*EXERCISE PASSAGE*.

A group at the Leibniz Institute for Natural Product Research and Infection Biology – Hans Knöll Institute (Jena, Germany) are studying the production of natural products such as a THC precursor called olivetolic acid using genetically engineered amoebae. The team successfully produced a functional inter-kingdom hybrid enzyme that creates olivetolic acid, which may lead to a novel production method for medicinal THC.
THC has been FDA approved for medicinal use in several instances, such as the treatment of nausea in patients having chemotherapy or to increase appetite in patients with wasting syndrome due to AIDS. It is also being studied to treat pain caused by neurological disorders. “However, isolating THC in its pure form from the abundance of substances in a cannabis plant is very complex,” explained Falk Hillman, the head of the research group and senior author on the paper. While chemical synthesis is possible, it is expensive and results in a low yield of THC.

*WHAT TO WORK ON*.
1/ Write out the section of the THC passage that opens with the words containing "A group at the" and closes with "for medicinal THC.".
2/ List each medical use of THC named in the THC passage, both approved and under study.
3/ Give what comes next in the THC passage, starting after its final sentence.
You won't need the listing after the THC passage.

*Stored data entries*.

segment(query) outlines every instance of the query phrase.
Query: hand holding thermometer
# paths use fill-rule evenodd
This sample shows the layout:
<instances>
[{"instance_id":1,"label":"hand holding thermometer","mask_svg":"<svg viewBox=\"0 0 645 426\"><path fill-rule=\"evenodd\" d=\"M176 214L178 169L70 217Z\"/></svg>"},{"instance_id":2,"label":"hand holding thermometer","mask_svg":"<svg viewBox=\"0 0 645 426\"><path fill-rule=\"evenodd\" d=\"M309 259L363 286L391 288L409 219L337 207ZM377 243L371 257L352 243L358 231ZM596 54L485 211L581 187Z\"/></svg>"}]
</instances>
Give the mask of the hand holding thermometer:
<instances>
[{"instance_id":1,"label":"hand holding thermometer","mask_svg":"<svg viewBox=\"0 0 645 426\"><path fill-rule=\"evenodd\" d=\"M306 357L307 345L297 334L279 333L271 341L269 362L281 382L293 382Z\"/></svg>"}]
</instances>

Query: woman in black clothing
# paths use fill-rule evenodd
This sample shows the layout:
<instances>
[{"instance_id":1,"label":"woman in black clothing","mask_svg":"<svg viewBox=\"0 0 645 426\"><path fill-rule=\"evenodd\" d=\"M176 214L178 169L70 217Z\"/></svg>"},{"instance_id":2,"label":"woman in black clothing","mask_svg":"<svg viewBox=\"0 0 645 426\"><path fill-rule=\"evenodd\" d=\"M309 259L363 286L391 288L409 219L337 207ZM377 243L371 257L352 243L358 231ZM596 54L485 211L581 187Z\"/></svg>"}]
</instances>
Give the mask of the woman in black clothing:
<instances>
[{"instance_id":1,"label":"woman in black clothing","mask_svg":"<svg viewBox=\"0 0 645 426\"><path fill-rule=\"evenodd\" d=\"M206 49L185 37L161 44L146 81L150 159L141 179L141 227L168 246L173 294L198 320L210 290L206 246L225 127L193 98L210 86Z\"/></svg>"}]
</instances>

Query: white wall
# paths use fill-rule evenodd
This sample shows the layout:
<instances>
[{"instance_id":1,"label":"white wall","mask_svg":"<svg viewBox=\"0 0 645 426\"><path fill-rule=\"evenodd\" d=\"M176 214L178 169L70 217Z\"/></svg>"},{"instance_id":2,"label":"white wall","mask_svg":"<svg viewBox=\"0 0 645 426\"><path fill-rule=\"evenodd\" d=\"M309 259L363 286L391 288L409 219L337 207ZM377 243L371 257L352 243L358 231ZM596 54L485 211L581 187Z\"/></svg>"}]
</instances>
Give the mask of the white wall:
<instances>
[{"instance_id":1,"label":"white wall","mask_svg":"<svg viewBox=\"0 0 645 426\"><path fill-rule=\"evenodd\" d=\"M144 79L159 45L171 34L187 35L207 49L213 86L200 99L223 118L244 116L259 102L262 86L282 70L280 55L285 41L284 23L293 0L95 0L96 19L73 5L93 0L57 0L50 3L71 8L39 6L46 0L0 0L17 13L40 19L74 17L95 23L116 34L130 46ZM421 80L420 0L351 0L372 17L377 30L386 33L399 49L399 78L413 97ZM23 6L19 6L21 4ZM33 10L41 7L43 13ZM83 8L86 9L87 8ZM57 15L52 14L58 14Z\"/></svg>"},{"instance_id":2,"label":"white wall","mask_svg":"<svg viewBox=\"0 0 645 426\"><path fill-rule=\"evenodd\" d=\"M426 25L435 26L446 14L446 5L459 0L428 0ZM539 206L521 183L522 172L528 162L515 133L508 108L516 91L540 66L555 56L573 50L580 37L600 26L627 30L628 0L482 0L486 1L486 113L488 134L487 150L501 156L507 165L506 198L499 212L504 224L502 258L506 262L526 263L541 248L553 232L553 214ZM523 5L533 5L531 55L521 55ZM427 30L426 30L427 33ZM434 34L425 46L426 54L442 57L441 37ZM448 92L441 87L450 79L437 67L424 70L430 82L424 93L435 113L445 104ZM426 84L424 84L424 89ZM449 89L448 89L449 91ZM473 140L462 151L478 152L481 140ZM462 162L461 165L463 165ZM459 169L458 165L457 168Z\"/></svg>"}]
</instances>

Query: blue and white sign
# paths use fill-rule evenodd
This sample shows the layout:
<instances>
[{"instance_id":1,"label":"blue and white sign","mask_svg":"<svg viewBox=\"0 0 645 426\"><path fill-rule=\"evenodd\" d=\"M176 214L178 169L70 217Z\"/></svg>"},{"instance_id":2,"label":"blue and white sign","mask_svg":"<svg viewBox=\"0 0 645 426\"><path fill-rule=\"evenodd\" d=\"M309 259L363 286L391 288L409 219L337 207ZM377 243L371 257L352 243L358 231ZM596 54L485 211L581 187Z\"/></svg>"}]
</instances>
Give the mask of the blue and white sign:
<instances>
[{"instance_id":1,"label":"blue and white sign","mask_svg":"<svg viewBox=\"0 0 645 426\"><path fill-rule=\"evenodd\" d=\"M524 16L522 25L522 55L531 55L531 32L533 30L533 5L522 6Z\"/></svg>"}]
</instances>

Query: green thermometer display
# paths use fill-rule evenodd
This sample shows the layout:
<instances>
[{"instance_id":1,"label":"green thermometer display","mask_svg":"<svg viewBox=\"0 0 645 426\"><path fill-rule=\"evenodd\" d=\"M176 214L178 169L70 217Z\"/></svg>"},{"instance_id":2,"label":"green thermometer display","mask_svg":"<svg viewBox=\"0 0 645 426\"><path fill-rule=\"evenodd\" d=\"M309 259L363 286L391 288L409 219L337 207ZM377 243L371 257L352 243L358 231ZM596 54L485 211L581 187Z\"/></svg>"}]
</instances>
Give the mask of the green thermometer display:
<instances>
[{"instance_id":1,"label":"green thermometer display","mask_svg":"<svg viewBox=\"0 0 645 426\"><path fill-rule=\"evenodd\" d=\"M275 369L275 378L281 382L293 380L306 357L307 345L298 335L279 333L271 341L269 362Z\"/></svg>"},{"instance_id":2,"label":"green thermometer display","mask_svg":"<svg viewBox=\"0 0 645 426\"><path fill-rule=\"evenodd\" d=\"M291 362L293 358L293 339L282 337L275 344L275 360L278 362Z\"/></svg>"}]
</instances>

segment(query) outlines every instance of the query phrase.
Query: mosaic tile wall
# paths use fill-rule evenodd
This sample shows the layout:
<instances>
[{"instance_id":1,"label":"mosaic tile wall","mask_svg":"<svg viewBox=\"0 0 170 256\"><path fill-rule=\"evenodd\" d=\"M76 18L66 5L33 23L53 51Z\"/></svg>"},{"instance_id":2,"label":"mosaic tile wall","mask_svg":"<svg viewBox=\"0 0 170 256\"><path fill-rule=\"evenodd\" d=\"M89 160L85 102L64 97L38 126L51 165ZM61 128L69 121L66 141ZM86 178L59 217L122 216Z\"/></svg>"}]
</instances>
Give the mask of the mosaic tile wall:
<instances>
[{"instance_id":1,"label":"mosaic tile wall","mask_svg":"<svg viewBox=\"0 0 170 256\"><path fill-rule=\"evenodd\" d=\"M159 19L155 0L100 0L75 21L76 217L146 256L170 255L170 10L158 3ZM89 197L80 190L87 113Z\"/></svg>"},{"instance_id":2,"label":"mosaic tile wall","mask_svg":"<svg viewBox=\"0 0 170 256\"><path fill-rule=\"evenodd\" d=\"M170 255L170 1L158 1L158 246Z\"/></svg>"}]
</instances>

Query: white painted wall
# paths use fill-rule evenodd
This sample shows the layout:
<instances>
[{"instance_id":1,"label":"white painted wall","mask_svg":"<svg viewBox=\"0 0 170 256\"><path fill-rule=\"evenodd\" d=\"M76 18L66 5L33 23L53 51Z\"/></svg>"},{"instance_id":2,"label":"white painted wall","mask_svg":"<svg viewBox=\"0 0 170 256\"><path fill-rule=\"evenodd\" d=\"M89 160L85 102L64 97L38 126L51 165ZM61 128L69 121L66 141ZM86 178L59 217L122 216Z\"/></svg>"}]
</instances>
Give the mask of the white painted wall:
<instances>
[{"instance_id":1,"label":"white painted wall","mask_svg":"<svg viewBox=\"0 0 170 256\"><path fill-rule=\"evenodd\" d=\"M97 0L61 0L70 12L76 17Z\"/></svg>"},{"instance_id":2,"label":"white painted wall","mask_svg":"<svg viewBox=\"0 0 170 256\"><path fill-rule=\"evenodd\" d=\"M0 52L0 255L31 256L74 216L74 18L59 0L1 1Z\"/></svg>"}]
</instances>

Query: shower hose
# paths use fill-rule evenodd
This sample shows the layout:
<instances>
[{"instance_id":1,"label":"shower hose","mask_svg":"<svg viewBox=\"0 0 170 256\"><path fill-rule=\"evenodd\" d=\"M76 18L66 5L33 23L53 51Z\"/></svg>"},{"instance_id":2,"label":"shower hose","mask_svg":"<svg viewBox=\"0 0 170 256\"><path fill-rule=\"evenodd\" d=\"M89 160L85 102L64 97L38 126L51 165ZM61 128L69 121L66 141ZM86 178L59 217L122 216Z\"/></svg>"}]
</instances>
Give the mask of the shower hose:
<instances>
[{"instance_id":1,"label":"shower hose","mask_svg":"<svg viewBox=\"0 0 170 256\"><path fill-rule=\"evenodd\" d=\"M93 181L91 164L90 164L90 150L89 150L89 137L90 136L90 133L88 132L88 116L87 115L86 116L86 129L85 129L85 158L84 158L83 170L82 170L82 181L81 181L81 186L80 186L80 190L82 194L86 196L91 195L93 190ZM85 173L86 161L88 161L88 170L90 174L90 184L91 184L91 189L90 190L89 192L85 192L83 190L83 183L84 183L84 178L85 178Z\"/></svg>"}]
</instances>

*SOLVED PROBLEMS*.
1/
A group at the Leibniz Institute for Natural Product Research and Infection Biology – Hans Knöll Institute (Jena, Germany) are studying the production of natural products such as a THC precursor called olivetolic acid using genetically engineered amoebae. The team successfully produced a functional inter-kingdom hybrid enzyme that creates olivetolic acid, which may lead to a novel production method for medicinal THC.

2/
- treating nausea in patients having chemotherapy
- increasing appetite in patients with wasting syndrome due to AIDS
- treating pain caused by neurological disorders

3/
One of the key precursors to THC is olivetolic acid, which belongs to a group of molecules called polyketides. Polyketides are natural products with various therapeutic applications such as dietary supplements and antibiotics. The team is looking at using amoebae – single-celled organisms – to produce polyketides such as olivetolic acid.
Previously, researchers have used bacteria including Escherichia coli, or the yeast Saccharomyces cerevisiae to synthesize polyketides; however, both methods require many genetic modifications to do so. The novel use of amoeba has the advantage that some already have the natural capability to produce polyketides and less genetic modification is needed to produce specific molecules such as THC.